Problem requirements => Each entry below is to be given again word for word, with no pictures.

─── Data supplied ───

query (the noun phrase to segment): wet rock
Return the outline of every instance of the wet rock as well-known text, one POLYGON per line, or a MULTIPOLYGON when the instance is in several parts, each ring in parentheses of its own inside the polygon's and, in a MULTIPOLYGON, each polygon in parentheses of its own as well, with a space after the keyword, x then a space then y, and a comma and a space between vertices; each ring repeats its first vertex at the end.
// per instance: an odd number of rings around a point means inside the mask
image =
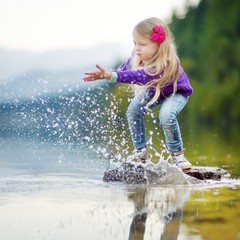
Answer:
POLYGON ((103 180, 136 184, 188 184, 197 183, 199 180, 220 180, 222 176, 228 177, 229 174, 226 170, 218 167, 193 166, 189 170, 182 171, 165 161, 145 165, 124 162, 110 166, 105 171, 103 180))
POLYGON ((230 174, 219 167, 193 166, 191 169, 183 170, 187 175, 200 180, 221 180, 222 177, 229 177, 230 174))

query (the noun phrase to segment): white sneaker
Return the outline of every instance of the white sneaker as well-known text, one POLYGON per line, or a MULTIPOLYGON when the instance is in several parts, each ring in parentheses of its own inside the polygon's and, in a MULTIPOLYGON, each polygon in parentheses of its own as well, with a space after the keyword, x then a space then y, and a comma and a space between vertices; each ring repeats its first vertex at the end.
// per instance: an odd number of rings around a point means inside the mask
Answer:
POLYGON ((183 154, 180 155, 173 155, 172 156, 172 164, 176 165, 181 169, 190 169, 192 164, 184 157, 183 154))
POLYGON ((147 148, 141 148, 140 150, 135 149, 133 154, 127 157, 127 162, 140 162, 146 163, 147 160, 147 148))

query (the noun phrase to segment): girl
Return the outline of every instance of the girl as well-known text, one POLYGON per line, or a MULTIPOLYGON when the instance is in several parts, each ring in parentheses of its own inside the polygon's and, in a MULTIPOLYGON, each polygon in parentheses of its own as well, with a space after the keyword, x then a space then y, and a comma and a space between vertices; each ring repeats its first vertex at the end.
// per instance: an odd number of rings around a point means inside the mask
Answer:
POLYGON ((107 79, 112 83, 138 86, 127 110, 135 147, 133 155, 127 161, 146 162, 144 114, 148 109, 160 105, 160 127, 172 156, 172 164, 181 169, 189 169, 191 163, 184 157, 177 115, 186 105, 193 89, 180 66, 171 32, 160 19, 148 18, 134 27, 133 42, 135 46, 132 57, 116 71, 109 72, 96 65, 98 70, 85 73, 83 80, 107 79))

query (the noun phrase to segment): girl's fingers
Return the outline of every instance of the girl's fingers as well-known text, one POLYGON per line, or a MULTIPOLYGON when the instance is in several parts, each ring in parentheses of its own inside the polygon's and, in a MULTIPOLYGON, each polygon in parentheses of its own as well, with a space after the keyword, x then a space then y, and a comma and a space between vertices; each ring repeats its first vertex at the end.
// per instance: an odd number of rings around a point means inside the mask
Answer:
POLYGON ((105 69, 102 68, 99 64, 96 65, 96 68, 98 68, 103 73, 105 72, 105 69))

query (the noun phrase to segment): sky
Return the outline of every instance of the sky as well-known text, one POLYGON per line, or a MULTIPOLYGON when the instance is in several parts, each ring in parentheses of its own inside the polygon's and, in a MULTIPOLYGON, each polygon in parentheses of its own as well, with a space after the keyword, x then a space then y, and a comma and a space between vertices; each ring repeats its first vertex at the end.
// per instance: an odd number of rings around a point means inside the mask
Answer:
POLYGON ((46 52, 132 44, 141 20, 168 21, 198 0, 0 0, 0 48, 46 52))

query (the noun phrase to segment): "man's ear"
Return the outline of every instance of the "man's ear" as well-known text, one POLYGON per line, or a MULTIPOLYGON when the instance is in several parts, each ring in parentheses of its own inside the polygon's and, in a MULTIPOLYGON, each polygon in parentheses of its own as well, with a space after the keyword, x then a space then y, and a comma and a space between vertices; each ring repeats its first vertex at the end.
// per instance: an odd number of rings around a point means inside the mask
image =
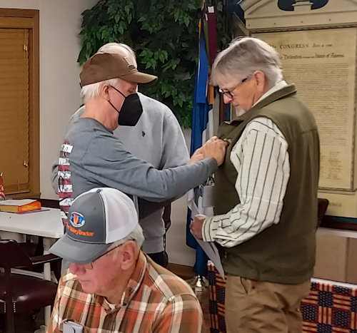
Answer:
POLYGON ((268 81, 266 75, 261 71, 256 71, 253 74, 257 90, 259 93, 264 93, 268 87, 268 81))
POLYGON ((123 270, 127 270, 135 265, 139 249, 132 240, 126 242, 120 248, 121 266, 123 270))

───

Finished exercise =>
query (the noun phrase to segment): wet rock
Return the outline of every instance of the wet rock as well-known text, one POLYGON per line, or a MULTIPOLYGON when the instance is in several parts, each ring in parentheses of its own inside the polygon's and, in a MULTIPOLYGON, each polygon in parentheses of its own as well, with a space after the keyword, x then a space then y, and a comma and a space between vertices; each ring repeats its first vertex at the end.
// per instance: an odd number of rings around a point means inside the mask
image =
Answer:
POLYGON ((103 180, 136 184, 188 184, 197 183, 199 180, 220 180, 222 176, 228 177, 229 174, 226 170, 218 167, 193 166, 189 170, 182 171, 165 161, 145 165, 124 162, 110 166, 105 171, 103 180))
POLYGON ((230 174, 219 167, 193 166, 191 169, 183 170, 187 175, 200 180, 221 180, 222 177, 229 177, 230 174))

query (the noun phrase to segment): white sneaker
Return the outline of every instance of the white sneaker as well-known text, one POLYGON per line, or a MULTIPOLYGON when the instance is in several parts, each ring in parentheses of its own inside the polygon's and, in a MULTIPOLYGON, each polygon in parentheses of its own as well, with a space after the keyword, x then a space then y, and a comma and a space between vertices; each ring repeats its first vertex at the end.
// per instance: an odd number of rings around a point means inside the mask
Answer:
POLYGON ((183 154, 180 155, 173 155, 172 156, 172 164, 176 165, 181 169, 190 169, 192 164, 184 157, 183 154))
POLYGON ((147 148, 141 148, 140 150, 135 149, 133 154, 127 157, 127 162, 140 162, 146 163, 147 160, 147 148))

query (the noun phrase to segment): girl
Return the outline of every instance of the girl as well-known text, one POLYGON per line, or a MULTIPOLYGON when the instance is in several parts, each ring in parentheses of its own inside the polygon's and, in a MULTIPOLYGON, each polygon in parentheses of its own as well, with a space after the keyword, x then a space then y, and a comma and a space between vertices; each ring repeats its first vertex at the end.
// per instance: an odd number of rings around a point means inside the mask
Answer:
POLYGON ((107 79, 112 83, 138 86, 127 110, 135 147, 133 155, 127 161, 146 162, 144 114, 148 109, 160 105, 160 127, 172 156, 172 164, 181 169, 189 169, 191 163, 184 157, 177 115, 186 105, 193 89, 180 66, 171 32, 160 19, 148 18, 134 27, 133 42, 135 46, 132 57, 116 71, 109 72, 96 65, 98 70, 85 73, 83 80, 107 79))

query (the noun phrase to segment): girl's fingers
Return the outline of every instance of the girl's fingers as well-known text, one POLYGON per line, or a MULTIPOLYGON when the instance is in several parts, each ring in parentheses of its own inside the polygon's and, in a MULTIPOLYGON, each polygon in parentheses of its own as well, with a space after the keyword, x then a space then y, and a comma and a space between vertices; each ring repeats its first vertex at the end.
// per instance: an odd number of rings around a point means inside the mask
Answer:
POLYGON ((105 69, 102 68, 99 64, 96 65, 96 68, 98 68, 103 73, 105 72, 105 69))

query (the noun phrase to segment): sky
Return the outline of every instance of the sky as well-known text, one POLYGON per line, or a MULTIPOLYGON when the instance is in several parts, each ring in parentheses of its own inside the polygon's and, in a MULTIPOLYGON, each polygon in parentheses of its own as well, with a space after the keyword, x then a space then y, and a comma and a space between vertices; each ring repeats its first vertex at the end.
// per instance: an odd number of rings around a point means inside the mask
Answer:
POLYGON ((46 52, 132 44, 141 20, 168 21, 198 0, 0 0, 0 48, 46 52))

query (the noun phrase to segment): "man's ear"
Return the outline of every instance of the "man's ear" as well-known text, one POLYGON per line, or a MULTIPOLYGON when the instance is in several parts, each ring in parentheses of its own inside the polygon's and, in a MULTIPOLYGON, each polygon in parentheses of its own as well, with a space after the keyword, x then a space then y, and a comma and a space between vertices; each ring repeats its first vertex at the end.
// per instance: an odd number of rings around a point means inside the mask
image =
Answer:
POLYGON ((268 81, 266 75, 261 71, 256 71, 253 74, 257 90, 259 93, 264 93, 268 87, 268 81))
POLYGON ((123 270, 127 270, 135 265, 139 249, 132 240, 126 242, 120 248, 121 266, 123 270))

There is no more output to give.